>> START QUOTED TEXT

Again, interesting, right, you take a human attribute and you stick a technology word in front of it, artificial intelligence, machine learning, computer vision. All of those are doing really interesting work in terms of how we immediately think about this object. So if you asked AI to name itself, it has to tell you a story about where its name came from. And by the way, that name has a history and a context. And it's a context in a very particular moment in time. AI is, in fact, that phrase is coined back in 1956 in the United States, where artificial was the best thing you could imagine in the immediate post-war period, when intelligence was a glorious notion and where this was deliberately a stake in the ground about a world you were building.
So knowing the name really helps, so that's the first descriptive question.
How'd you get your name and what is it? The second one is, of course, who raised you? Like, who are your parents? So artificial intelligence has a lot of daddies, that really shouldn't surprise you.
We tend to know one set of them in particular and another set not so well.
So as I mentioned, the term artificial intelligence is coined in the summer of 1956 at Dartmouth College in New England in the United States. It comes as the result of a 10 week conference that brought together a number of mathematicians and logicians in the United States with the explicit agenda of crafting a research plan around making machines simulate human behaviour. In particular, ideas about language, learning, and rationality.
The series of people who came together in that moment are mostly young, they have a silent godfather, a man named von Neumann, who is in the background of this conference, organising it.
They have a second participant in this conference who isn't actually there, but whose thinking pervades everything.
So if you were mathematicians and logicians in 1956 and you have set yourself the task of deciding you can build a technical system that will mirror humans' ability to think, you need something. What you need is someone who's theorised what makes humans think.

>> END QUOTED TEXT

WRITTEN INSTRUCTION: Retype word for word the part of the AI talk starting at "How'd you get" and ending at "conference, organising it.". The records that come next have nothing to do with this.

>> START RAW RECORDS

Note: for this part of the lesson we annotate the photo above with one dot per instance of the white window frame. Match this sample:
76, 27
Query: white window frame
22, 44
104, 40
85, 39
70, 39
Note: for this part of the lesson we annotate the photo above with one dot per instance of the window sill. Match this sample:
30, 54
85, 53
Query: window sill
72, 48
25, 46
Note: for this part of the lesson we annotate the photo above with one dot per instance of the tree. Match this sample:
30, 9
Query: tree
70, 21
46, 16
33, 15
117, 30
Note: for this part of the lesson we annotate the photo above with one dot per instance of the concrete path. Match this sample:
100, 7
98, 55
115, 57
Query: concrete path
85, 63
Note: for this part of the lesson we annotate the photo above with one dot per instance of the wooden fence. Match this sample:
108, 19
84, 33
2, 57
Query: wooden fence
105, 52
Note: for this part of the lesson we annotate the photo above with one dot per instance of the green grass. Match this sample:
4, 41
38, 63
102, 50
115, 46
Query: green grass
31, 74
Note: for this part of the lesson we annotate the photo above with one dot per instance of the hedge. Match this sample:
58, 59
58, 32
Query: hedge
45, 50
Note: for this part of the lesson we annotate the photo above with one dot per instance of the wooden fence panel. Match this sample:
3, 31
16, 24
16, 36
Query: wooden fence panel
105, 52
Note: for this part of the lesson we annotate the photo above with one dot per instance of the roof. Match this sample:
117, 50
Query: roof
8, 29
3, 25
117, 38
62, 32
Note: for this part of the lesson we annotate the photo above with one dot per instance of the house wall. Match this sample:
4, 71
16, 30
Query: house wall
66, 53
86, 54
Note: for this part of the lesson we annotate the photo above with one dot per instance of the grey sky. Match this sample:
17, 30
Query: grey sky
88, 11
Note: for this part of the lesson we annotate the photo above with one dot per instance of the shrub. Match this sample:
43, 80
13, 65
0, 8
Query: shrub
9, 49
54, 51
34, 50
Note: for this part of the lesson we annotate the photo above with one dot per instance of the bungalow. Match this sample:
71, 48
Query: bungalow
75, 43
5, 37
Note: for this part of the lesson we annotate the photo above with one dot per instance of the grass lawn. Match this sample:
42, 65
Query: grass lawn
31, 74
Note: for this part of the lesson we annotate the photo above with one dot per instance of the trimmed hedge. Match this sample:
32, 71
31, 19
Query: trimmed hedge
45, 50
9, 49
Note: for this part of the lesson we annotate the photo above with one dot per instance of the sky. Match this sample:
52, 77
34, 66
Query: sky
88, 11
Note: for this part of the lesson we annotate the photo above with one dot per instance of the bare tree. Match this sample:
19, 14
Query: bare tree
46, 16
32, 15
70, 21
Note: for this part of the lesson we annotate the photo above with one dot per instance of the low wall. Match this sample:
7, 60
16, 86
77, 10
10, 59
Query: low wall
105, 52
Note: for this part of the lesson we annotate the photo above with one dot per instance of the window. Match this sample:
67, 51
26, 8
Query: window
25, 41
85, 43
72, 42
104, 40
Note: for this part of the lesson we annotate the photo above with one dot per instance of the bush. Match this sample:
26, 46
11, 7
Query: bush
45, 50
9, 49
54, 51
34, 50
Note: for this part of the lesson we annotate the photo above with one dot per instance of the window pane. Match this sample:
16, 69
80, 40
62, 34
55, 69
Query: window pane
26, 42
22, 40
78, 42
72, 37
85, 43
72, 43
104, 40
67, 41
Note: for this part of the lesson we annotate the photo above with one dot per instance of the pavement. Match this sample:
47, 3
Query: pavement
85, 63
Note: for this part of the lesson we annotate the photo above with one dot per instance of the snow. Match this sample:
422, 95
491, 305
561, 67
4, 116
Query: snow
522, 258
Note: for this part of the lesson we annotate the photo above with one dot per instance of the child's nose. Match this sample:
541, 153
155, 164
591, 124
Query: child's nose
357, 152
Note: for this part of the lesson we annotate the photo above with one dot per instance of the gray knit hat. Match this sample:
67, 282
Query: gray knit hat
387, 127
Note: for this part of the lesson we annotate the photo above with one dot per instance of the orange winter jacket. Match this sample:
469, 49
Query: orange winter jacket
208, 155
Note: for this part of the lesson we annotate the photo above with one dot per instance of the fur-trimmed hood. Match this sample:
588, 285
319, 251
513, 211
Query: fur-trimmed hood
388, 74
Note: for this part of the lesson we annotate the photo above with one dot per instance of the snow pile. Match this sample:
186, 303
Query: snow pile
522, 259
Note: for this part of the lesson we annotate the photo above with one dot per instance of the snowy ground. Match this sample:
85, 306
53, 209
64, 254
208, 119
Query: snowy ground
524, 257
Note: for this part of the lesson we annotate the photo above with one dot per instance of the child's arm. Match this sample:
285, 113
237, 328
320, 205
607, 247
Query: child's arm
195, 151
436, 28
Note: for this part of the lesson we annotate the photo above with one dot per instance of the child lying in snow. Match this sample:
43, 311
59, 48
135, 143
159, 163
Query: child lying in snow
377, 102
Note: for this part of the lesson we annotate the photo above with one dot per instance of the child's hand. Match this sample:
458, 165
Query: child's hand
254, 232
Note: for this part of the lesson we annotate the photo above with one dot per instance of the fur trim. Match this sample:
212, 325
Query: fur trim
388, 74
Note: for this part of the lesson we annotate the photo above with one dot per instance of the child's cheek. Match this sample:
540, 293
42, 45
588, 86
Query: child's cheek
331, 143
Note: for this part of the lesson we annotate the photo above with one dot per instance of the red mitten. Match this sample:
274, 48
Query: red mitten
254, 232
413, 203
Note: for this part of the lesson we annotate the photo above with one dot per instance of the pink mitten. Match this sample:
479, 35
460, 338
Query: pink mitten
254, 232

>> END RAW RECORDS

WRITTEN ANSWER:
How'd you get your name and what is it? The second one is, of course, who raised you? Like, who are your parents? So artificial intelligence has a lot of daddies, that really shouldn't surprise you.
We tend to know one set of them in particular and another set not so well.
So as I mentioned, the term artificial intelligence is coined in the summer of 1956 at Dartmouth College in New England in the United States. It comes as the result of a 10 week conference that brought together a number of mathematicians and logicians in the United States with the explicit agenda of crafting a research plan around making machines simulate human behaviour. In particular, ideas about language, learning, and rationality.
The series of people who came together in that moment are mostly young, they have a silent godfather, a man named von Neumann, who is in the background of this conference, organising it.